* [Éléments de repérage de lieux]:
—————

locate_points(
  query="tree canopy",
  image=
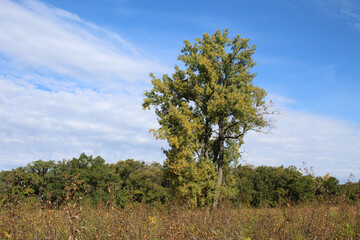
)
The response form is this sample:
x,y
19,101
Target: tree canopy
x,y
204,112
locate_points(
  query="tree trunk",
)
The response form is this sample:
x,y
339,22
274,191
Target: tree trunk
x,y
220,163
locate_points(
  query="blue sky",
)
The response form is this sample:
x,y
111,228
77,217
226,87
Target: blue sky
x,y
73,74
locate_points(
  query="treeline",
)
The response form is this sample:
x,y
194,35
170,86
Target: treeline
x,y
130,182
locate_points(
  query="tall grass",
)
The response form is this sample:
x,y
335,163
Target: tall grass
x,y
29,220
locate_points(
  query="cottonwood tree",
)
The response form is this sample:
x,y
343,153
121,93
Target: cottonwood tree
x,y
205,111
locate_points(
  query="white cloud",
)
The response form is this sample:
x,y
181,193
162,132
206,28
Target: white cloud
x,y
328,145
38,124
68,86
35,35
344,9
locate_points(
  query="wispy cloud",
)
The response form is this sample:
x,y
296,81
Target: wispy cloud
x,y
345,9
38,124
35,35
328,145
68,86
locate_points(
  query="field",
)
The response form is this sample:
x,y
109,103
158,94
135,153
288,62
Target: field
x,y
315,221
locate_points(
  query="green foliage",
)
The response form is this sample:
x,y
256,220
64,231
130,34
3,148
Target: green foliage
x,y
205,111
133,182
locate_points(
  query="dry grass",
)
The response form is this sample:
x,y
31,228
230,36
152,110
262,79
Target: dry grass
x,y
316,221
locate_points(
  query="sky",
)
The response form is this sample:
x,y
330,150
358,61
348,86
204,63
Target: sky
x,y
73,76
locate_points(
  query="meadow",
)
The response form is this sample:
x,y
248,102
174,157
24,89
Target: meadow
x,y
139,221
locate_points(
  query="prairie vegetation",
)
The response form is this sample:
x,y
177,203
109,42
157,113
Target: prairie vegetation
x,y
86,198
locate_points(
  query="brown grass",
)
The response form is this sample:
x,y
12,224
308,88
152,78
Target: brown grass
x,y
316,221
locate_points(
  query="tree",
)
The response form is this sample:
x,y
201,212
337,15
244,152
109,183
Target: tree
x,y
205,110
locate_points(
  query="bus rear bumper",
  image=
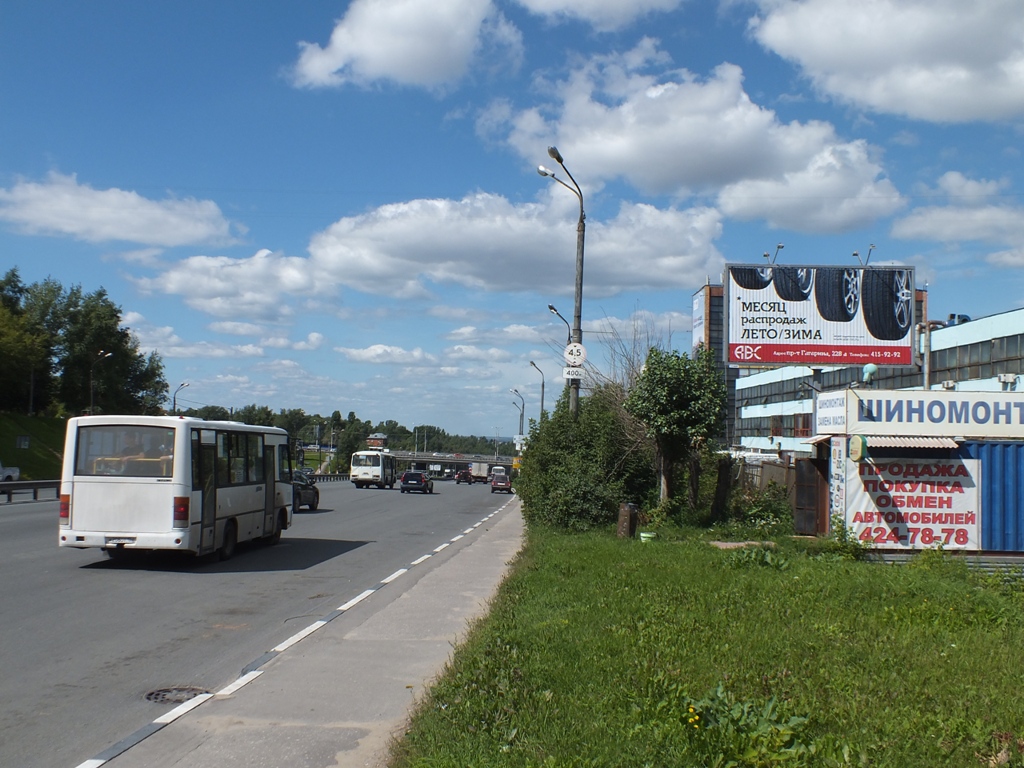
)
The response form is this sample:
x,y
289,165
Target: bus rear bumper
x,y
174,540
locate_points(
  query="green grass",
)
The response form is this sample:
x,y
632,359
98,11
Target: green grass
x,y
41,461
601,651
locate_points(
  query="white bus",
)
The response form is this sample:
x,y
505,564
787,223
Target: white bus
x,y
373,468
165,482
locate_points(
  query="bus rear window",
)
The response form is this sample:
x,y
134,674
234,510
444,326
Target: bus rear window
x,y
125,450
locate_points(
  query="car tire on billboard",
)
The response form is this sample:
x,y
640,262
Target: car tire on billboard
x,y
888,303
794,284
837,293
752,278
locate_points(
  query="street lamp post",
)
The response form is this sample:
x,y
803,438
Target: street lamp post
x,y
581,230
568,331
174,399
542,387
92,369
522,409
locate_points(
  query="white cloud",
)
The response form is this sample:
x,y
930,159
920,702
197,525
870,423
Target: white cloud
x,y
167,343
61,206
840,189
383,353
236,329
969,216
223,287
943,60
602,14
1001,224
970,192
469,352
1013,258
411,42
483,242
676,133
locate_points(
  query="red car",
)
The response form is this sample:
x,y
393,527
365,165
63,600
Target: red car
x,y
501,482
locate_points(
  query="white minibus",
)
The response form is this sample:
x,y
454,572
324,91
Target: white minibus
x,y
373,468
170,482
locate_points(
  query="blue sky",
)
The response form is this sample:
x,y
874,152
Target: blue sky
x,y
336,206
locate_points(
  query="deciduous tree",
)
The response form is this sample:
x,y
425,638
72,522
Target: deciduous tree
x,y
681,400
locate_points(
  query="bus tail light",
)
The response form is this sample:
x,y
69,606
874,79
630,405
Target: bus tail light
x,y
181,511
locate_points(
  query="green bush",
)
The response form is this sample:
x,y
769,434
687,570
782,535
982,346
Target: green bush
x,y
577,471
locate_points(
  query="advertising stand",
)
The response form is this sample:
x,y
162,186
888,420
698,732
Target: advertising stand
x,y
915,469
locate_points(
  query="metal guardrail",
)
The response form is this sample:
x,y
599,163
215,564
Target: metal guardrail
x,y
8,489
329,478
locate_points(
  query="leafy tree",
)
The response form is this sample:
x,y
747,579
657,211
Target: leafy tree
x,y
24,351
682,403
578,471
12,291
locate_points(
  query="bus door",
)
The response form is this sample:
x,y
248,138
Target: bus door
x,y
269,498
204,460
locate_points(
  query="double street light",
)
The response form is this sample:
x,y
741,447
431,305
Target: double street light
x,y
577,330
542,387
522,408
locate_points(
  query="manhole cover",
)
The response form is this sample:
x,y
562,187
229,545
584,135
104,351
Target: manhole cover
x,y
174,695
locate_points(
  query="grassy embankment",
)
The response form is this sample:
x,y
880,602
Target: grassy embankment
x,y
601,651
41,461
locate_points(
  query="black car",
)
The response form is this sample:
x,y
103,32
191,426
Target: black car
x,y
417,481
304,492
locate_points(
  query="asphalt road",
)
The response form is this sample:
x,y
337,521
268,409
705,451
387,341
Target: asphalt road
x,y
83,639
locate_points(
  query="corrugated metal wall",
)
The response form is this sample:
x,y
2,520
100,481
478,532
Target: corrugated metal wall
x,y
1001,494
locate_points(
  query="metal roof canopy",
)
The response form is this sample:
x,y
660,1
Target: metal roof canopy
x,y
908,441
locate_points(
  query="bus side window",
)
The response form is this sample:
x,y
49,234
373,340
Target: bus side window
x,y
255,458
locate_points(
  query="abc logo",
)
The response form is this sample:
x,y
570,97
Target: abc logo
x,y
747,352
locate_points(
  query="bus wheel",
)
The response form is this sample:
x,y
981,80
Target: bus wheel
x,y
279,525
230,542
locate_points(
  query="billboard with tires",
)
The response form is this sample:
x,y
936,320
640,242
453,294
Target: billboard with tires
x,y
819,315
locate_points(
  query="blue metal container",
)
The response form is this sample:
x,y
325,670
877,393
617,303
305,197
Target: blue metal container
x,y
1001,493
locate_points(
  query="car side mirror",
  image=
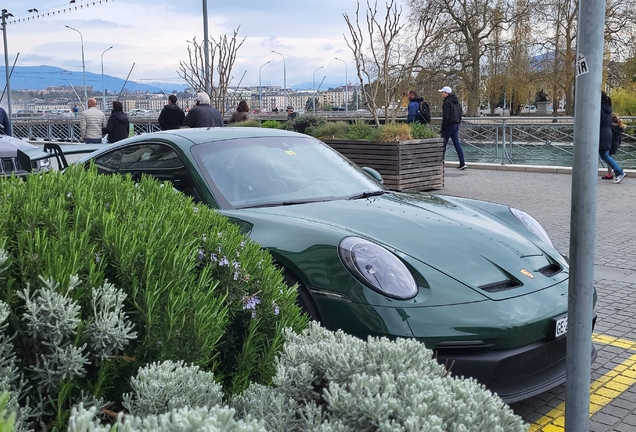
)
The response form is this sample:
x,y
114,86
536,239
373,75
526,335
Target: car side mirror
x,y
373,174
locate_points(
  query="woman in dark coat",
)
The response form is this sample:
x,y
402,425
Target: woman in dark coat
x,y
617,137
118,126
605,139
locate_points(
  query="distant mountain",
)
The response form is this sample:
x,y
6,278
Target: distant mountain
x,y
41,77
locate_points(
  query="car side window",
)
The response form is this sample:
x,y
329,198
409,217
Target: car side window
x,y
158,160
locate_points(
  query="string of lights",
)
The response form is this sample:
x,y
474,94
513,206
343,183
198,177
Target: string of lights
x,y
72,6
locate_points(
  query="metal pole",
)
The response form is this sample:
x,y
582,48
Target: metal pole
x,y
260,94
346,84
83,63
284,79
103,87
206,47
590,45
313,86
6,14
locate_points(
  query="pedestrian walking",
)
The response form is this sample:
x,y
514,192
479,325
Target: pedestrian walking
x,y
242,113
605,138
171,116
290,113
5,122
617,137
451,119
118,126
92,122
202,114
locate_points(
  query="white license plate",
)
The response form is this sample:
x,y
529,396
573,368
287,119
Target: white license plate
x,y
561,326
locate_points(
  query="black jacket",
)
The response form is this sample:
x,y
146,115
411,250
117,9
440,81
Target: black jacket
x,y
605,138
203,116
617,137
171,117
118,126
451,111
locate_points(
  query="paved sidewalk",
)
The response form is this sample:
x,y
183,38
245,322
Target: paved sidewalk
x,y
546,195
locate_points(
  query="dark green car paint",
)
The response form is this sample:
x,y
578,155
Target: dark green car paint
x,y
452,247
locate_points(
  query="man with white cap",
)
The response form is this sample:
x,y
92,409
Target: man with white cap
x,y
451,118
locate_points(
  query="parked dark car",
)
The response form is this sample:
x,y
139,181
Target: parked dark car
x,y
481,284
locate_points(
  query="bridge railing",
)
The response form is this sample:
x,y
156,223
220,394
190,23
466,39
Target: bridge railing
x,y
504,140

—————

* [Consigne]: Sélectionnez chaque ligne du matériel ci-dessus qui contient la chaîne « lamp ». Tenez compte de la casse.

* [Solution complète]:
  query="street lamp post",
Target: street lamp post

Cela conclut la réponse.